### YOUR GOAL
Please rewrite the records below, substituting "mark one spot" for every "place one point" and keeping all else unchanged. Leave the pictures out of your answer.

Start of ENTRIES SHOWN

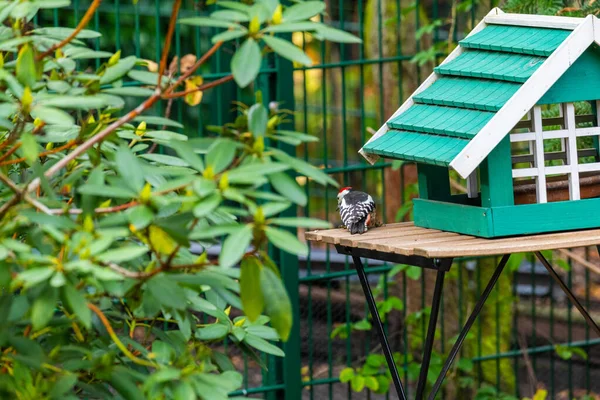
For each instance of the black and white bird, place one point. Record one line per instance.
(356, 209)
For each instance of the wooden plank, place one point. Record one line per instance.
(547, 217)
(451, 217)
(581, 82)
(434, 182)
(525, 98)
(372, 159)
(334, 236)
(496, 177)
(517, 39)
(538, 155)
(535, 21)
(571, 150)
(515, 245)
(502, 66)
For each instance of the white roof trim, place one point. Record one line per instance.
(526, 97)
(372, 158)
(536, 21)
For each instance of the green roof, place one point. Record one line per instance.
(470, 89)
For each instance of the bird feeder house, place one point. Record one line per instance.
(514, 110)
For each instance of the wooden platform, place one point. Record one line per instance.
(406, 239)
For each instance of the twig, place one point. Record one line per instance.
(194, 67)
(42, 154)
(25, 196)
(116, 339)
(169, 37)
(82, 24)
(200, 88)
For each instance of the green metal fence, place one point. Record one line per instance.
(528, 333)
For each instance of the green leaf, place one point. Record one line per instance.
(346, 374)
(208, 22)
(245, 63)
(336, 35)
(107, 191)
(286, 241)
(78, 305)
(43, 308)
(212, 332)
(301, 222)
(119, 70)
(129, 167)
(130, 91)
(287, 50)
(167, 292)
(229, 35)
(231, 15)
(250, 291)
(263, 345)
(52, 116)
(303, 26)
(304, 168)
(165, 160)
(75, 102)
(357, 383)
(220, 155)
(186, 153)
(29, 147)
(258, 117)
(304, 10)
(235, 246)
(25, 68)
(63, 33)
(248, 172)
(288, 187)
(207, 205)
(277, 303)
(123, 254)
(152, 120)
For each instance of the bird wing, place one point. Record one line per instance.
(355, 207)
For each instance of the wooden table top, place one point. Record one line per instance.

End of ENTRIES SHOWN

### RESULT BELOW
For each instance of the black and white bird, mark one spot. Record one line per instance.
(356, 209)
For each instance of the wooden plank, mark one spot. Record one line per instance.
(547, 217)
(451, 217)
(581, 82)
(434, 182)
(525, 98)
(372, 159)
(334, 236)
(496, 177)
(517, 39)
(538, 155)
(535, 21)
(571, 150)
(515, 245)
(502, 66)
For each instance of the white roof trim, mark one spot. Record one line per instance.
(526, 97)
(372, 158)
(536, 21)
For each instance of the green roof, mark one spot. Record one line per instance.
(470, 89)
For each instance of the bird feeder house, mark one spot. Record one line per instance.
(514, 110)
For each instance of the wooden platform, mark one spot. Record one line per instance.
(406, 239)
For each instance of the twig, mark one spot. Record one line per instance.
(194, 67)
(42, 154)
(25, 196)
(116, 339)
(169, 37)
(82, 24)
(200, 88)
For each instance of the green metal fence, mark one spot. Record one line per instance.
(528, 333)
For each instance of the green leaf, mark one spot. Record one line per instance.
(346, 374)
(208, 22)
(245, 63)
(336, 35)
(107, 191)
(286, 241)
(78, 305)
(43, 308)
(212, 332)
(301, 222)
(119, 70)
(129, 167)
(130, 91)
(287, 50)
(167, 292)
(229, 35)
(231, 15)
(250, 291)
(263, 345)
(52, 116)
(303, 26)
(304, 168)
(165, 160)
(75, 102)
(357, 383)
(220, 155)
(186, 153)
(29, 147)
(258, 117)
(304, 10)
(235, 246)
(25, 68)
(63, 33)
(248, 172)
(288, 187)
(207, 205)
(277, 303)
(123, 254)
(152, 120)
For each instance of the bird wing, mark one spot. Record one line per instance.
(355, 207)
For each instance of the wooden table top, mark one spot. Record one line per instance.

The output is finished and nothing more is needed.